§ **TEXTAUSZUG**:
Just in dem Moment, in dem die etablierten Selbstorganisationen der Muslime zaghaft ihre verfassungsrechtliche Rolle als Religionsgemeinschaften einnehmen, wird ihnen die Eignung, Tauglichkeit und Legitimation abgesprochen. Hierzu werden ihnen allerlei Eigenschaften zugewiesen, mit denen sie aus der öffentlichen Debatte herausdrängt werden sollen. Die Verbände werden etikettiert als rückständig, frauenfeindlich, reaktionär, fremdbestimmt, anachronistisch, radikal, fundamentalistisch, veraltet, unbeweglich, ängstlich, unprofessionell, illiberal, rückwärtsgewandt, atavistisch, repressiv, diktatorisch, unaufgeklärt. In einem Wort zusammengefasst: konservativ.

 

Mittlerweile braucht es im Zusammenhang mit dem Islam keiner schlüssigen Herleitung eines Ergebnisses, keiner nachvollziehbaren Begründung einer Behauptung mehr. Es reicht schon, wenn das Gegenteil der eigenen These als Praxis oder Haltung der muslimischen Verbände beschrieben wird. Sämtliche negativen Zuschreibungen, die trefflich über Jahre in der Empörung des „Das wird man doch wohl noch sagen dürfen“ kultiviert wurden, werden nun auf die muslimischen Religionsgemeinschaften bezogen. Das ist sehr hilfreich, weil damit alle destruktiven Konsequenzen nicht mehr abstrakt die schwer fassbare Größe „Islam“, sondern sehr greifbare, sehr konkrete Organisationsstrukturen und Personen treffen.

 

Jahrelang wurde über den Islam in einer personalisierenden Sprache diskutiert. Der Islam sei dieses und jenes, schreibe vor, handle, predige, diktiere, strafe, erlaube. Man hatte zeitweilig das Gefühl, der Islam warte vor den Türen der Talkshowstudios und man müsse ihn nur hineinbitten, damit er endlich mal Antwort auf die drängendsten Fragen geben kann. Diese Abstraktionshürde muss niemand mehr überspringen.

Heute bezieht sich die allgegenwärtige Abrechnung ganz konkret auf natürliche, wenigstens aber juristische Personen. Endlich werden Probleme lösbar. So erfolglos die Forderung, der Islam müsse sich reformieren, in Ermanglung eines Handlungssubjekts anmutet, so realisierbar erscheint die Forderung nach einer Reform von Verbänden. Da hat man endlich ganz konkret Personen, denen man alles zutraut – nur nichts Gutes. Um dieser Forderung selbst völlig unbegründet noch Allgemeingültigkeit und Berechtigung zu verleihen, genügt die bloße Behauptung der Illegitimität des Verbandshandelns, ja gar der Verbandsexistenz.

§ **DIE AUFGABEN**:
A. Mit welchem einzelnen Wort fasst der Text über die muslimischen Verbände die vielen Etiketten zusammen?
B. Gib aus dem Text über die muslimischen Verbände den Abschnitt von „Heute bezieht sich“ bis „gar der Verbandsexistenz.“ wortgetreu wieder.
C. Führe den Text über die muslimischen Verbände nach seinem letzten Satz weiter.
Die Zeilen spielen dafür keine Rolle.

§ **BEREITGESTELLTE ANGABEN**:
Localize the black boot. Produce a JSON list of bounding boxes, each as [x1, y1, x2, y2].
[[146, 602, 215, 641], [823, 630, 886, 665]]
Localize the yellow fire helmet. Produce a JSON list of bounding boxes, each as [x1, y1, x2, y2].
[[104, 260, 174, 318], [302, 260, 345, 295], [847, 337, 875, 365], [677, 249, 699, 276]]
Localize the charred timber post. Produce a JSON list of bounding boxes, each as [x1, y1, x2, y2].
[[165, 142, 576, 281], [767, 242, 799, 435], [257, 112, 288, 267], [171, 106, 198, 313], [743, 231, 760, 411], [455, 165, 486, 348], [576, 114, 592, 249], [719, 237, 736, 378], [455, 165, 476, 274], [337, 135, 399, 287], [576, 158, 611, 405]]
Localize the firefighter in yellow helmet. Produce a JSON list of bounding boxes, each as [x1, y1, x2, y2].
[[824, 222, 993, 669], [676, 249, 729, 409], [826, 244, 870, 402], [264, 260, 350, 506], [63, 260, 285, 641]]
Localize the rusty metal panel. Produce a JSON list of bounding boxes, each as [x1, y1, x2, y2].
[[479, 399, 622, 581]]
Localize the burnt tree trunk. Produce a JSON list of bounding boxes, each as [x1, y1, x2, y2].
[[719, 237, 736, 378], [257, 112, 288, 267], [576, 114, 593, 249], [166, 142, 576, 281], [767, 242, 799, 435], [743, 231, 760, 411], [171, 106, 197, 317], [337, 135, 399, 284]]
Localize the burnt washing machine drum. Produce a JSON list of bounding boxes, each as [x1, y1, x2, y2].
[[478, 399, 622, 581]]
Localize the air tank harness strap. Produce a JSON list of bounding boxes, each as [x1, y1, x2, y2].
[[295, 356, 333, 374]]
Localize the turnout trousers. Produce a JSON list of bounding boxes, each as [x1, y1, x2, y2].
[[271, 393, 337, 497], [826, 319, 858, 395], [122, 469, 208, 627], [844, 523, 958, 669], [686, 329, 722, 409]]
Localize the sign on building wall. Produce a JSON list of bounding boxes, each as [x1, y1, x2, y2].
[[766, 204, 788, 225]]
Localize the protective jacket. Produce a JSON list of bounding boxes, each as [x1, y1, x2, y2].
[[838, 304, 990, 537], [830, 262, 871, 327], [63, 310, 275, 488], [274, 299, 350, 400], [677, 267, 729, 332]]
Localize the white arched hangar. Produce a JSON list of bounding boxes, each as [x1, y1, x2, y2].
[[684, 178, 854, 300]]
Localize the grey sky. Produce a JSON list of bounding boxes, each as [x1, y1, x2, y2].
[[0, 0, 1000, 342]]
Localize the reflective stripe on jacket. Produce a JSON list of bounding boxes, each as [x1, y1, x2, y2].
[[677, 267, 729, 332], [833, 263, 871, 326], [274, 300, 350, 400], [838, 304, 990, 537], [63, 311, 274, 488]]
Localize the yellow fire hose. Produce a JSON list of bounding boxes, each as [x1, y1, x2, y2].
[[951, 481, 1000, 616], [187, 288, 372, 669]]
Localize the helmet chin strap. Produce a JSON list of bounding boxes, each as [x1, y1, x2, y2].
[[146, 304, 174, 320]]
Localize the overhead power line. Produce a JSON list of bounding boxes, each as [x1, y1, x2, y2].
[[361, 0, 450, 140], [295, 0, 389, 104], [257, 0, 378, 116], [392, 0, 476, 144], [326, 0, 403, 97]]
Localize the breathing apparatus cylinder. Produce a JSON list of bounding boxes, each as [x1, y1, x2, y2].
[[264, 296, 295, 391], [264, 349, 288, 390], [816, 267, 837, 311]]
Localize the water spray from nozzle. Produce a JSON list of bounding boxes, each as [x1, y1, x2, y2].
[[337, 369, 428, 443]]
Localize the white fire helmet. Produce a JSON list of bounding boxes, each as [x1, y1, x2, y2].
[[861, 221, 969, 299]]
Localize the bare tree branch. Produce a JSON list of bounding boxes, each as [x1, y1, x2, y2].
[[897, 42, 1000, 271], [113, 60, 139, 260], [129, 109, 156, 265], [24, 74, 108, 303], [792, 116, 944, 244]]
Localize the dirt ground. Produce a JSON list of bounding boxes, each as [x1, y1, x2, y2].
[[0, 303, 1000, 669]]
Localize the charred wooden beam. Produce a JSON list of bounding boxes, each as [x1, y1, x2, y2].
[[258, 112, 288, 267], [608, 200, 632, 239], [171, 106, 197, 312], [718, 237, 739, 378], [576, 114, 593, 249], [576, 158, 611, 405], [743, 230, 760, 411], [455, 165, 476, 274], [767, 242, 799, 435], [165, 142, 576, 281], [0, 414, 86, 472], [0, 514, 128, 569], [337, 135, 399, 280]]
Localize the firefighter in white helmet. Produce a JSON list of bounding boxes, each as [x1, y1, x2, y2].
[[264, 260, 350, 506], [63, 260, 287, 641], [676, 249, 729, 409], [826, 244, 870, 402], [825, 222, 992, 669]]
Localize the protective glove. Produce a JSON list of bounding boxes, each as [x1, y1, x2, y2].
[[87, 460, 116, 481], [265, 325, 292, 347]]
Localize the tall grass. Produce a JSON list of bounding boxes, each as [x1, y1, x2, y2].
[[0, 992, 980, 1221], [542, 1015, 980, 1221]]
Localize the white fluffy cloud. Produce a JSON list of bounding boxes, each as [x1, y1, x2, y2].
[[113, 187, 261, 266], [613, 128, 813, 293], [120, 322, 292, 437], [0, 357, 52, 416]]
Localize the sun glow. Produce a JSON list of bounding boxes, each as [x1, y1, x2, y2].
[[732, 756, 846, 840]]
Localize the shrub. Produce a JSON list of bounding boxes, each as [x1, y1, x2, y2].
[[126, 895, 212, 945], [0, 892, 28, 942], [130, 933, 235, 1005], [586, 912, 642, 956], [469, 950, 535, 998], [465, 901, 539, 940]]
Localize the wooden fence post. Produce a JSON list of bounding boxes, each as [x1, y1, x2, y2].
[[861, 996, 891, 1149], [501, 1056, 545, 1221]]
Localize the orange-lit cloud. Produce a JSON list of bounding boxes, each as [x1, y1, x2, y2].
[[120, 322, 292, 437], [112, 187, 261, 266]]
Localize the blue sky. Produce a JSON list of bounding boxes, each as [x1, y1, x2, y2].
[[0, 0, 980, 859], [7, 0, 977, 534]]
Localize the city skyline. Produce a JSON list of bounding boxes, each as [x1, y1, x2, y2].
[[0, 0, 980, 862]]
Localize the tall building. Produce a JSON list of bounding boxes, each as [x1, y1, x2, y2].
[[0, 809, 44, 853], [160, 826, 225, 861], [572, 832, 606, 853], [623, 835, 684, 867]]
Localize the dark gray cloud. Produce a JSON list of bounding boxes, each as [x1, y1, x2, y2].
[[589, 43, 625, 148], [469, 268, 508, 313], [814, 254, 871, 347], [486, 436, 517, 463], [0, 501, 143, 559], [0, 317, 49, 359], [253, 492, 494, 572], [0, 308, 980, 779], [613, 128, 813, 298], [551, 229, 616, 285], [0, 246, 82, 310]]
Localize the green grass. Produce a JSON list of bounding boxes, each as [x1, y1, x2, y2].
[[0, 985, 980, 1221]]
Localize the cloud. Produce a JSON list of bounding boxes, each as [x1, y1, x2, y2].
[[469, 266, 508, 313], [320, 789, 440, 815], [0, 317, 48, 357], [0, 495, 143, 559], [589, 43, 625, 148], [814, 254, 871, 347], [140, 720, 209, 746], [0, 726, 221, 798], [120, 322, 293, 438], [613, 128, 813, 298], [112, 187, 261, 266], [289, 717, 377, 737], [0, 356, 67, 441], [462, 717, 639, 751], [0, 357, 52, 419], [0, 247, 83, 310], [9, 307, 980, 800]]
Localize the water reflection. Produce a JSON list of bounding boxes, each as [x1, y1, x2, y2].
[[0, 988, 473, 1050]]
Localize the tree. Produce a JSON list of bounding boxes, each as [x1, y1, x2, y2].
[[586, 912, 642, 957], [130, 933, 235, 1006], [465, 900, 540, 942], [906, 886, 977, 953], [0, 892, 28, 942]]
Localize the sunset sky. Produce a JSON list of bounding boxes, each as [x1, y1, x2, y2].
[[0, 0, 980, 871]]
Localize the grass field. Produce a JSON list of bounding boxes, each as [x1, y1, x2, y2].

§ **DIE ANTWORTEN**:
A. Konservativ.

B.
Heute bezieht sich die allgegenwärtige Abrechnung ganz konkret auf natürliche, wenigstens aber juristische Personen. Endlich werden Probleme lösbar. So erfolglos die Forderung, der Islam müsse sich reformieren, in Ermanglung eines Handlungssubjekts anmutet, so realisierbar erscheint die Forderung nach einer Reform von Verbänden. Da hat man endlich ganz konkret Personen, denen man alles zutraut – nur nichts Gutes. Um dieser Forderung selbst völlig unbegründet noch Allgemeingültigkeit und Berechtigung zu verleihen, genügt die bloße Behauptung der Illegitimität des Verbandshandelns, ja gar der Verbandsexistenz.

C.
 

Die gleiche Methodik taugt auch zur Adelung vermeintlich progressiver Positionen. Die Behauptung des Humanistischen, des Liberalen, des Modernen, des Verfassungsmäßigen, des Repräsentativen reicht vollkommen aus. Einer Begründung oder gar Konsistenz in der Haltung bedarf es nicht.

Man sagt oder schreibt bestimmt Gescheites, weil man aus einer „Gelehrtenfamilie“ kommt. Man vertritt gewiss die Mehrheit, weil sie – gottlob! – schweigt. Man ist natürlich liberal, weil man sich so nennt. Man reklamiert das Recht für sich, weil niemand widerspricht. Man vertritt mutige Thesen, weil niemand kritisch hinterfragt. Man ist in guter Gesellschaft, weil niemand die Gesellschaft tatsächlich kennt.

 

Diese Ignoranz, diese intellektuelle Duldungsstarre wird gerade dann besonders erkennbar, wenn die sprachliche Verirrung, die dem Begriff der Abrechnung in diesem Kontext innewohnt, näher betrachtet wird. Die Abrechnung mit den muslimischen Verbänden soll ja im Geiste der Abrechnenden eine empörte Intervention, ein entlarvender Aufschrei sein und die Anprangerung viel zu lang geduldeten Unrechts verkörpern.

 

In Wirklichkeit entblößt sie sprachlich das, was die Abrechnung präzise definiert eigentlich ist: eine Rache, eine Heimzahlung, eine Bestrafung, eine Vergeltung, eine Maßregelung, eine Repressalie.

 

Damit ist mehr über die Abrechnenden ausgesagt, als über die, denen hier die Quittung erteilt wird. Viel zu oft sind es persönliche Brüche in der Biographie, wahnhafte Überhöhungen der eigenen Bedeutung als vermeintlich langersehnte Heilsfigur oder schlicht Profitgier jener, die sich selbst als ewig verkannte Genies wahrnehmen, welche die leidenschaftlichsten Revanchisten antreibt.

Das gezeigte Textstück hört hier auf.